Input for this task Start Marker
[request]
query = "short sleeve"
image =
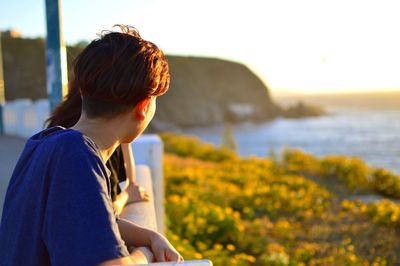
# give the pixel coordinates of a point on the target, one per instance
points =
(80, 226)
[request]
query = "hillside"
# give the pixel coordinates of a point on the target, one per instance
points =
(207, 91)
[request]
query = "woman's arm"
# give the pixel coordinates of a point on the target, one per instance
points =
(133, 192)
(129, 162)
(137, 236)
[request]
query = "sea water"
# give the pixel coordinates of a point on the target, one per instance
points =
(372, 134)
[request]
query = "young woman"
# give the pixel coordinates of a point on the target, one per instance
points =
(121, 163)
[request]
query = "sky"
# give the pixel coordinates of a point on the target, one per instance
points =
(294, 46)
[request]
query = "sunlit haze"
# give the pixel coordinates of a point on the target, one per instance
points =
(294, 46)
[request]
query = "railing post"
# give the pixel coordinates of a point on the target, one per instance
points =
(2, 92)
(56, 56)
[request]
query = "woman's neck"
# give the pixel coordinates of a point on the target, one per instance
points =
(103, 134)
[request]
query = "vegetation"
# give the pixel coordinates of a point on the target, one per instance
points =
(292, 210)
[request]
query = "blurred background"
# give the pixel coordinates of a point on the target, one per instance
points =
(334, 61)
(302, 96)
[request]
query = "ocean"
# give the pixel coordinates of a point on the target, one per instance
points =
(369, 131)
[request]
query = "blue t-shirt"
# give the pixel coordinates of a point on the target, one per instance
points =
(58, 209)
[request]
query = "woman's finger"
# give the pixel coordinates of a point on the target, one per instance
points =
(160, 256)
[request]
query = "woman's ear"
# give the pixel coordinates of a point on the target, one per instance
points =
(141, 109)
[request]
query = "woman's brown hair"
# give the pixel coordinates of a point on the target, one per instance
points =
(111, 75)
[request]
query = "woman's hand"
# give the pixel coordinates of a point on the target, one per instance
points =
(163, 250)
(136, 193)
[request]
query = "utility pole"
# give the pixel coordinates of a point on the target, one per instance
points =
(2, 91)
(56, 55)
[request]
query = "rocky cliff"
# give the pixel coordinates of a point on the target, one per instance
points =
(203, 91)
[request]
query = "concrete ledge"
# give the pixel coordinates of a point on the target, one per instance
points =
(185, 263)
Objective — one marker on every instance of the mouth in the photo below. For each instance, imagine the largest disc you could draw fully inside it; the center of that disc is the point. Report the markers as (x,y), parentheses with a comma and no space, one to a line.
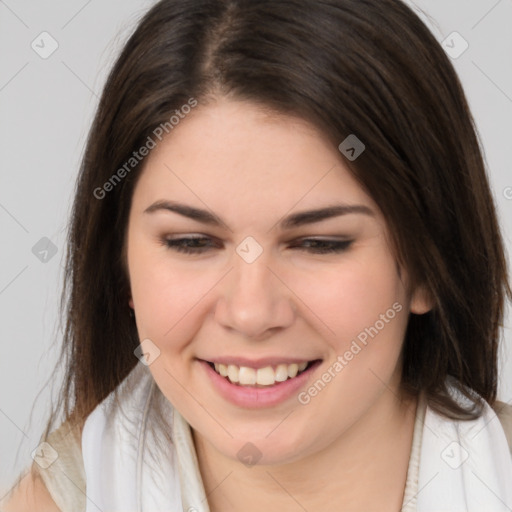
(264,377)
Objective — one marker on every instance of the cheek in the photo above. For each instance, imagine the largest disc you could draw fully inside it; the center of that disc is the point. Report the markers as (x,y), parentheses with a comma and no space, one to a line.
(166,297)
(352,296)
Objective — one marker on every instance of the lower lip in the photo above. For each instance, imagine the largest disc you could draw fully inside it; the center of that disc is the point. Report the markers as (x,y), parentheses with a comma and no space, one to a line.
(257,398)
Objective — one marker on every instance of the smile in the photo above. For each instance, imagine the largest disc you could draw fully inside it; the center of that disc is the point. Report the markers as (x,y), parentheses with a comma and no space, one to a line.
(267,376)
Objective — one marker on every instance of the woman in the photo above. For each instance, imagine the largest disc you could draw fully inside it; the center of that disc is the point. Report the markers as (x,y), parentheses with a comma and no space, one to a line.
(286,277)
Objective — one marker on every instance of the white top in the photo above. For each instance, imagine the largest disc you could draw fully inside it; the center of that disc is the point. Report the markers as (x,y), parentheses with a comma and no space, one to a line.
(65,479)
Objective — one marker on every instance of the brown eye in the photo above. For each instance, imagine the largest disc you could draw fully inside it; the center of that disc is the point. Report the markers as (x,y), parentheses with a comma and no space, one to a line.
(322,246)
(189,245)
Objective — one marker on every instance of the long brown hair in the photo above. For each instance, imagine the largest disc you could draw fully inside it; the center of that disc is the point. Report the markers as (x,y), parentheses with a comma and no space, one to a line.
(364,67)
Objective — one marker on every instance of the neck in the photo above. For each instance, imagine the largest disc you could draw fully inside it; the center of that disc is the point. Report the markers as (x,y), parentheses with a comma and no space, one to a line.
(365,463)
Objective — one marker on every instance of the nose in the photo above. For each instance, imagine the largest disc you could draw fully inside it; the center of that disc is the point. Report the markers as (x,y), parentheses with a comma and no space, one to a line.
(254,300)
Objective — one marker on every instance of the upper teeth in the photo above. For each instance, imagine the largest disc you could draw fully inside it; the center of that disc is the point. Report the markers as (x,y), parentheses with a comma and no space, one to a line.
(263,376)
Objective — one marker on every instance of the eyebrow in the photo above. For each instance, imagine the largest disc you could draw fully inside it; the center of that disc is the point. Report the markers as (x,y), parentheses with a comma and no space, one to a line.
(291,221)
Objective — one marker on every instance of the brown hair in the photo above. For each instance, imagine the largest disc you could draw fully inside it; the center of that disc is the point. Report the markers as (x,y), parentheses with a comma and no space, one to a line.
(367,67)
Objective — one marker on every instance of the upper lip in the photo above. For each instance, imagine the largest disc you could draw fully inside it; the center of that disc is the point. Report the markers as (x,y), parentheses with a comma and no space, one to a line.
(256,363)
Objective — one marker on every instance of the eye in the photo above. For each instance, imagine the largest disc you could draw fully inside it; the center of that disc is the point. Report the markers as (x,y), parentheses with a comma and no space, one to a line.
(189,245)
(324,246)
(201,244)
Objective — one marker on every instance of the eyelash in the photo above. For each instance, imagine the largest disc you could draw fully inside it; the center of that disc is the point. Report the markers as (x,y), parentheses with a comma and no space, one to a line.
(327,246)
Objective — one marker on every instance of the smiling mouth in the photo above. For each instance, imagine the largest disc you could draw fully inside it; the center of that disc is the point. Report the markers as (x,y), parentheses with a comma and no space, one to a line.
(260,377)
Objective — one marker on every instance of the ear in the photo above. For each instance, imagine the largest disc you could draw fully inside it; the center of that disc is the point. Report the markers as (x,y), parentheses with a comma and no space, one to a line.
(421,301)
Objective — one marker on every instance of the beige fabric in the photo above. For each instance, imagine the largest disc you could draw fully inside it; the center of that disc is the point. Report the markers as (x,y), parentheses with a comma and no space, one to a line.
(65,478)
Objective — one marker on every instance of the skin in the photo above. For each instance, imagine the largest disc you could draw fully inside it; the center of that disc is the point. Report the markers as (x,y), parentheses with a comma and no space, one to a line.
(351,443)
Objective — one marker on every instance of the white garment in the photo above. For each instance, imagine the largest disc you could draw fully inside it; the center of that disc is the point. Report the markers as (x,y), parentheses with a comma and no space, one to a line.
(464,466)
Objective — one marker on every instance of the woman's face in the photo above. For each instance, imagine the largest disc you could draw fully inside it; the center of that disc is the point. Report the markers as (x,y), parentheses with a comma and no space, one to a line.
(268,289)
Input for this task End Marker
§ About this exercise
Copy every entry exactly, leaving out the pictures.

§ Result
[request]
query = "short sleeve"
image =
# give the pixel coordinates of a point on the target, one per instance
points =
(80, 226)
[request]
query = "hillside"
# give the pixel coordinates of a point on the target, one per instance
points =
(207, 91)
[request]
query = "woman's arm"
# give the pixel coordinates of a point on the target, one per instance
points =
(133, 192)
(129, 162)
(137, 236)
[request]
query = "sea water"
# give the pixel coordinates of a point on the target, one per instance
points =
(372, 134)
[request]
query = "young woman"
# give the pixel coordinates of a point on the target, one per instance
points =
(121, 163)
[request]
query = "sky"
# give the pixel coordinates of a point on the target, one per instance
points =
(294, 46)
[request]
query = "sunlit haze"
# give the pixel coordinates of a point on the target, one per instance
points =
(294, 46)
[request]
query = "railing post"
# give the pixel coordinates of a point on the target, one per instance
points =
(2, 92)
(56, 56)
[request]
query = "woman's neck"
# give the pixel coordinates of a point on the target, one per instance
points =
(103, 134)
[request]
query = "vegetation"
# give the pixel coordinates of a point on the target, one per instance
points =
(292, 210)
[request]
query = "blurred background"
# give the pixel coordinates of a point on the target, one per instance
points =
(334, 61)
(302, 96)
[request]
query = "ocean"
# give the pixel coordinates of a point on the target, one per instance
points =
(369, 131)
[request]
query = "blue t-shirt"
# give the pixel coordinates of a point on the target, one per instance
points =
(58, 209)
[request]
query = "woman's finger"
# give the pixel coordinates of a point on the target, one per instance
points =
(160, 256)
[request]
query = "woman's ear"
# give the pixel coordinates of a point on the target, one per instance
points =
(141, 109)
[request]
query = "woman's brown hair"
# give the pixel coordinates of a point on the target, one per instance
points =
(111, 75)
[request]
query = "woman's hand"
# give the pixel coordinates of a point on the target, one per instance
points =
(163, 250)
(136, 193)
[request]
query = "utility pole"
# give the pixel coordinates of a point on the target, one per instance
points =
(2, 91)
(56, 55)
[request]
query = "rocky cliff"
# give the pixel coordinates of a point on the target, one per instance
points =
(203, 91)
[request]
query = "concrete ledge"
# give the pixel coordinates of a point on the target, one per instance
points =
(185, 263)
Objective — one marker on every instance of the mouth in the photo below. For each instance, imagine the largest disc you could draw fully inside it; the center of that disc is the point. Report the markers as (x,y), parentheses with a comma and no space, one to a line.
(264,377)
Objective — one marker on every instance of the cheek in the photo above. For each instance, imagine the largest disc you could draw fully inside it; the center of that disc is the point. Report the markers as (x,y), parentheses with a comma and no space, one to a line.
(166,297)
(352,296)
Objective — one marker on every instance of the lower lip in the photo above. For each instance, imagine the largest disc you could draw fully inside it; the center of that disc is the point. Report the markers as (x,y), parentheses with a comma and no space, one to a line.
(257,398)
Objective — one marker on every instance of the smile in the photo above. For each instance, imagine the largest disc you could draw fully inside it; the center of that disc is the point. Report the markers as (x,y), parentheses with a comma and no space, one to a line.
(267,376)
Objective — one marker on every instance of the woman in the photo above. For each instance, imagine the largest disc you could draw fully inside it; the center of that disc is the point. Report the markers as (x,y), parentheses with a comma and no space, one to a line.
(286,277)
Objective — one marker on every instance of the white top in the photo above. For each instance, imagine the largest disc you could draw fully inside it; the center of that disc is the point. Report the markers as (x,y), parentheses with a comma and no space, one to a line.
(65,479)
Objective — one marker on every instance of the brown eye in the photo above. For each instance, imagine the largest disc you could draw fully inside it; the center of that disc is the point. Report the markers as (x,y), parentheses with a comma and no space, one to a line.
(322,246)
(189,245)
Objective — one marker on every instance of the long brown hair in the photo above. For each instance, imagine the largest disc you could draw fully inside it; the center of that disc is the point. Report the markers as (x,y), parentheses with a comma and no space, one to a line.
(364,67)
Objective — one marker on every instance of the neck in the photo above. For each instance, imagine the largest disc you could draw fully inside it; the center of that disc is the point. Report the markers as (x,y), parentheses with a comma and no space, one to a line.
(365,463)
Objective — one marker on every instance of the nose in the photo above. For each instance, imagine the largest disc you could draw fully inside it; the center of that disc is the point. Report the markers as (x,y), parentheses with a comma and no space, one to a line.
(254,300)
Objective — one marker on every instance of the upper teeth in the photo above. For each instance, imagine the largest disc you could draw fully inside it; the center of that disc is the point. Report the markers as (x,y), parentheses with a comma and no space, one to a line.
(263,376)
Objective — one marker on every instance of the eyebrow in the photo above. For each instance, imagine the largest disc you could draw fully inside it; the center of that disc is the point. Report the markers as (x,y), parentheses with a comma and no space, one to a line.
(291,221)
Objective — one marker on every instance of the brown hair in the photo above. For each instance, imagine the largest disc you could draw fully inside it; the center of that disc is the point. Report the markers as (x,y), parentheses with a comma and no space, one to a line.
(367,67)
Objective — one marker on every instance of the upper lip in the photo above. For each instance, imagine the largest disc you could draw fully inside it; the center of that disc is the point. Report the markers as (x,y), parentheses with a comma and no space, one to a line.
(256,363)
Objective — one marker on every instance of the eye in the photo above. For each instance, imagine the largest disc you could draw fully inside it; the center of that disc is the point. Report the markers as (x,y), parentheses with a comma and no space, one to a line.
(189,245)
(324,246)
(201,244)
Objective — one marker on every instance of the eyelash in the photo above. For each instance, imagine the largest disc you could draw fully inside it; the center of that disc is the point. Report the markers as (x,y), parentheses with a comma and no space, one to a line.
(327,246)
Objective — one marker on every instance of the smiling mouth in the photo above. For each instance, imagine the largest disc you could draw fully inside it; the center of that disc is the point. Report the markers as (x,y), parentheses with a comma and no space, one to a line.
(260,377)
Objective — one marker on every instance of the ear in the photo above. For each instance, imagine the largest disc you could draw fully inside it; the center of that disc is the point. Report the markers as (x,y), parentheses with a comma and no space, one to a line.
(421,301)
Objective — one marker on every instance of the beige fabric in the photo above. For each instance, imagine the largest disc you could draw fully inside it; the center of that disc is the point. Report the markers as (x,y), parentheses with a comma and no space, one to a line.
(65,478)
Objective — one marker on every instance of the skin in the photo above. For each instance, imagine the largest disc you could draw fully inside it; the center of that disc is the point. Report the markers as (x,y), parentheses with a comma and no space, one to a line.
(351,443)
Objective — one marker on every instance of the white garment in the photo above. For each instance, imagine the largest disc you could draw fully inside it; the center of that disc is the point. Report the markers as (x,y), parentheses with a comma and no space, one to a line.
(464,466)
Objective — one marker on every instance of the woman's face in the photo above. For each instance, imagine the largest disc you could draw fully inside it; the center of that disc is the point. Report the markers as (x,y), parentheses with a comma and no space, one to a line.
(268,289)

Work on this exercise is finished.